| Document passage |
########
# 89 200 no spark, please help



## urluzn2 (Dec 26, 2002)

I dont know what else to look for. Changed distributor, cap,rotor, coil,plugs. Any ideas? Ignition Control Module,but isnt that inside the computer on this car?. 89 200 turbo. Need input, thx


----------



## Twistedaudi (Jan 6, 2005)

*Re: 89 200 no spark, please help (urluzn2)*

There are a couple options off the top of my head.
(1) Hall Sender - In the Distributor
(2) Did you check the fuses?
(3) Did you try to get the codes?
Be sure to write back
And the most helpful Old-audi site in the world = http://www.sjmautotechnik.com


----------



## urluzn2 (Dec 26, 2002)

*Re: 89 200 no spark, please help (Twistedaudi)*

Yeap checked every fuse, new distributor, coil. Cant think of anything else but computer.


----------



## Twistedaudi (Jan 6, 2005)

*Re: 89 200 no spark, please help (urluzn2)*

The computer is a real possibility. I Don't suppose you have a parts car you can swap it for.
If its not those problems (more or less the basic stuff) then its over my head. 
Go to http://www.audiworld.com/forum/v8.html There's some pretty genuine experts with these things there that should be able to help you some more. Goodluck.


----------



## schnell20v (Mar 25, 2003)
########
| Given data |

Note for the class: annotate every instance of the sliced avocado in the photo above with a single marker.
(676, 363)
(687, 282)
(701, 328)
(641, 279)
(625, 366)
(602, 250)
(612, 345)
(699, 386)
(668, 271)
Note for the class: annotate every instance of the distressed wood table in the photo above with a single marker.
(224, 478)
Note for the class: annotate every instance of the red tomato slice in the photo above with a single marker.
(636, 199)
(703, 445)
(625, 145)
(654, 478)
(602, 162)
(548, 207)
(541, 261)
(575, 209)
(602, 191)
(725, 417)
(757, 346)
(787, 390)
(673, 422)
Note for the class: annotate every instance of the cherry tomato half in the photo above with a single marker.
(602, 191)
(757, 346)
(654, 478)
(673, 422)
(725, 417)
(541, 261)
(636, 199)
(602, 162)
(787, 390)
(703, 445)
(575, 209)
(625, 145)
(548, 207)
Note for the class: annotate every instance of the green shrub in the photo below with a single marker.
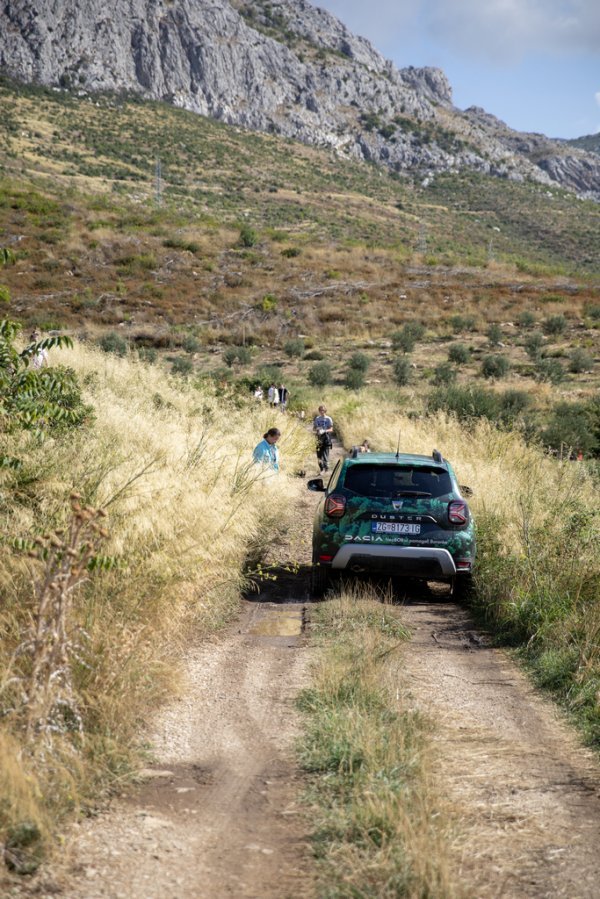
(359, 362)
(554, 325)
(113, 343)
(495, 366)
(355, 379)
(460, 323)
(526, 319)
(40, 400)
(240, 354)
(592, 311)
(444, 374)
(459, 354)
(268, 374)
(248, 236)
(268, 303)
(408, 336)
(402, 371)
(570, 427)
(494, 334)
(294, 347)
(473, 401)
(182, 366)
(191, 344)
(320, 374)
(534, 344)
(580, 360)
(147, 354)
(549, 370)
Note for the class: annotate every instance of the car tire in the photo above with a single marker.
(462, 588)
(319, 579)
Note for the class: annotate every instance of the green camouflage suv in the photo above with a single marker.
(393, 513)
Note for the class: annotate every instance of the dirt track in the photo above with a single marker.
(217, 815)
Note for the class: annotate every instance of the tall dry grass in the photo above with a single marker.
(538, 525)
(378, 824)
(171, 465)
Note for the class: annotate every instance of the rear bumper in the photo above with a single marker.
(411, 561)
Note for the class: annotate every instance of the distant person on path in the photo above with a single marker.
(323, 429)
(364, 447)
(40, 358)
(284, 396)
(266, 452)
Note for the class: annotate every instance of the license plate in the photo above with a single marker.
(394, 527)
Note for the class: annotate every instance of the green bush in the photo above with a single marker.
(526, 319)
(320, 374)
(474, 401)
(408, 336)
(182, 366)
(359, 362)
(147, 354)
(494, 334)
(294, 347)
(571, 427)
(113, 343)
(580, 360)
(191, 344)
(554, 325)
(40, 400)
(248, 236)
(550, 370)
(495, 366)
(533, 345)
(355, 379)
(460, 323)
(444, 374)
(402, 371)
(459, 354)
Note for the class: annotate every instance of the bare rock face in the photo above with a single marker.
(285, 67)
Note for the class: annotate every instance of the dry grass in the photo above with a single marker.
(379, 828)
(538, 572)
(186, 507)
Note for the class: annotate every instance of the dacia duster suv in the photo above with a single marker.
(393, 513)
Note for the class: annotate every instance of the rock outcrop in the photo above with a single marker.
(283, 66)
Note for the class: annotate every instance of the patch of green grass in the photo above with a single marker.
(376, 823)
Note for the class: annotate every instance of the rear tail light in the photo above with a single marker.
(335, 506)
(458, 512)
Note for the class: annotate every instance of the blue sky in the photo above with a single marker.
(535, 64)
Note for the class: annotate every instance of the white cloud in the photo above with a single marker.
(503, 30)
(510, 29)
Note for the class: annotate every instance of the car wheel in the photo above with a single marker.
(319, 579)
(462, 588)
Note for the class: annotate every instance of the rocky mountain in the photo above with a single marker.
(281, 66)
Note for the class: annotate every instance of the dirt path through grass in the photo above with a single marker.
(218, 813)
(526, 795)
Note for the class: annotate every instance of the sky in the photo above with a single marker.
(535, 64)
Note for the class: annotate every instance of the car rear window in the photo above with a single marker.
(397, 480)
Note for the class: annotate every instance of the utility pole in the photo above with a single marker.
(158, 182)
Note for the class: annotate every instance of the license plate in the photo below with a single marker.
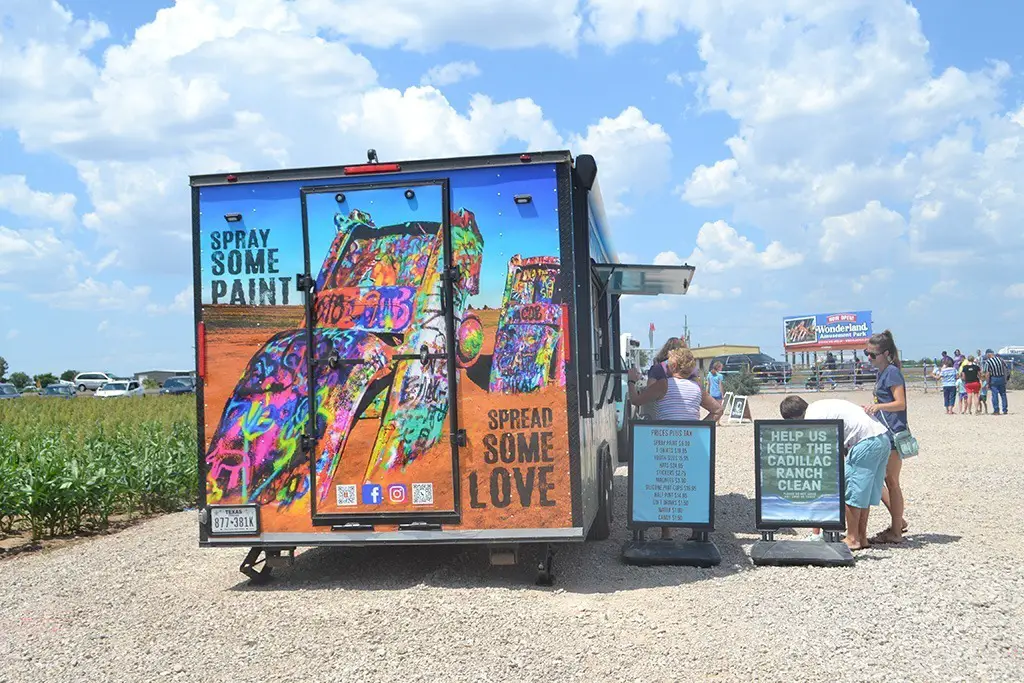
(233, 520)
########
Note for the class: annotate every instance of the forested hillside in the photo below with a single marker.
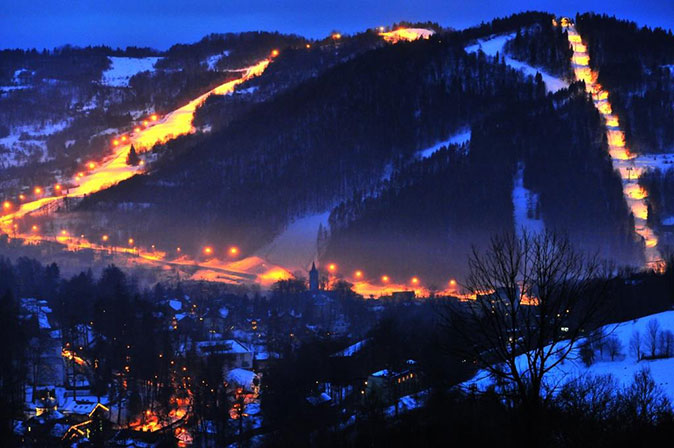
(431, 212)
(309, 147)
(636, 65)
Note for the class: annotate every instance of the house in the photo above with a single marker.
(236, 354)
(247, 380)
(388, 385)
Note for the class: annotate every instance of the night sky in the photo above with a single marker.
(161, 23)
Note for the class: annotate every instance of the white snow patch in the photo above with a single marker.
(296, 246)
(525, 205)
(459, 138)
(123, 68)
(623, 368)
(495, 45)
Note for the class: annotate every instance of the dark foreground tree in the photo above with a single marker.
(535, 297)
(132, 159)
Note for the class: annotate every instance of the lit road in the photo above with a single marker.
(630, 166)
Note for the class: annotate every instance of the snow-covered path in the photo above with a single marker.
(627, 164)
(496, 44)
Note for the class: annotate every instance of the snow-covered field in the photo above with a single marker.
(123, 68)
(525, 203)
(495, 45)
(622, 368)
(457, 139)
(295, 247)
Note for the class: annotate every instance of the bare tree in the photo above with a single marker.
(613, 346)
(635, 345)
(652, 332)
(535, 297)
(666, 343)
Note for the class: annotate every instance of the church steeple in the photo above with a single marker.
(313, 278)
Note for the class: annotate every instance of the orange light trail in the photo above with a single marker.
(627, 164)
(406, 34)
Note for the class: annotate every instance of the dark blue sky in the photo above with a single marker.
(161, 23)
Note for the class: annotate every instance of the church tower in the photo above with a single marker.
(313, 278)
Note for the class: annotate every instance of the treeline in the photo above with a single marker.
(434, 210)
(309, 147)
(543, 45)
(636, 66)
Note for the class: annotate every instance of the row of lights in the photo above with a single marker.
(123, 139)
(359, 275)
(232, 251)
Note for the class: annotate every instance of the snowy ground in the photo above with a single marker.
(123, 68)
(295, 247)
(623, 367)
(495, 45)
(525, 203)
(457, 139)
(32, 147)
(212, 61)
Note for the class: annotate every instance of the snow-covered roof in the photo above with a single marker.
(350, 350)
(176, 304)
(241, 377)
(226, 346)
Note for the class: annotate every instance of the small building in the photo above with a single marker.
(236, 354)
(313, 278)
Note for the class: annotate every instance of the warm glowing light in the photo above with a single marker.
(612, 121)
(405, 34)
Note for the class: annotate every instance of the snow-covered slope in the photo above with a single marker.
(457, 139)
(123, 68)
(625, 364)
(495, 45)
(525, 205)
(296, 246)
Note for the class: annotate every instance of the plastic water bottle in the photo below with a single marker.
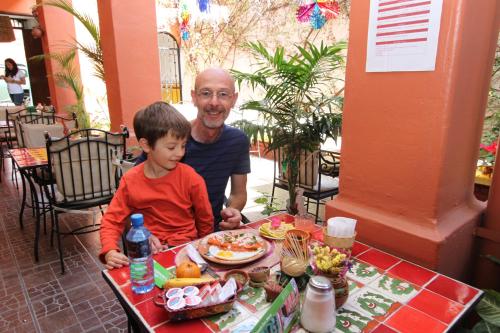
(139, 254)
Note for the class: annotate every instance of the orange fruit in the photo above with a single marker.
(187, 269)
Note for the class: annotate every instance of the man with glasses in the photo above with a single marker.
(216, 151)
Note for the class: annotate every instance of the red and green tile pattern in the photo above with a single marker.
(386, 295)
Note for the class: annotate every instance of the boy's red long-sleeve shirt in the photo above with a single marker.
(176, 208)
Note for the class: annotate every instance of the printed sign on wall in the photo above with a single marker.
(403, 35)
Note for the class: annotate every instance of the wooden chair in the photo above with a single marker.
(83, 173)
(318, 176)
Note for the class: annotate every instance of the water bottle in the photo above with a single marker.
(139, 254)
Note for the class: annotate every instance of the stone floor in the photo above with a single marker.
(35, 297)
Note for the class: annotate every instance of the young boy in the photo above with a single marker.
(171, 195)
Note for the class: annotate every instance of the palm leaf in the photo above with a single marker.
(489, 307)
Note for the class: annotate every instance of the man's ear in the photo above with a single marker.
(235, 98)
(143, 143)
########
| Do this |
Decide whether each statement agrees with the no-spark thread, answering yes or no and quoting the deciding words: (a) the original poster had already replaced the coil and plugs; (b) the first reply places the Hall sender in the distributor; (c) the original poster says the fuses have not been checked.

| Response to the exercise |
(a) Yes: "Changed distributor, cap,rotor, coil,plugs."
(b) Yes: "Hall Sender - In the Distributor"
(c) No: "Yeap checked every fuse"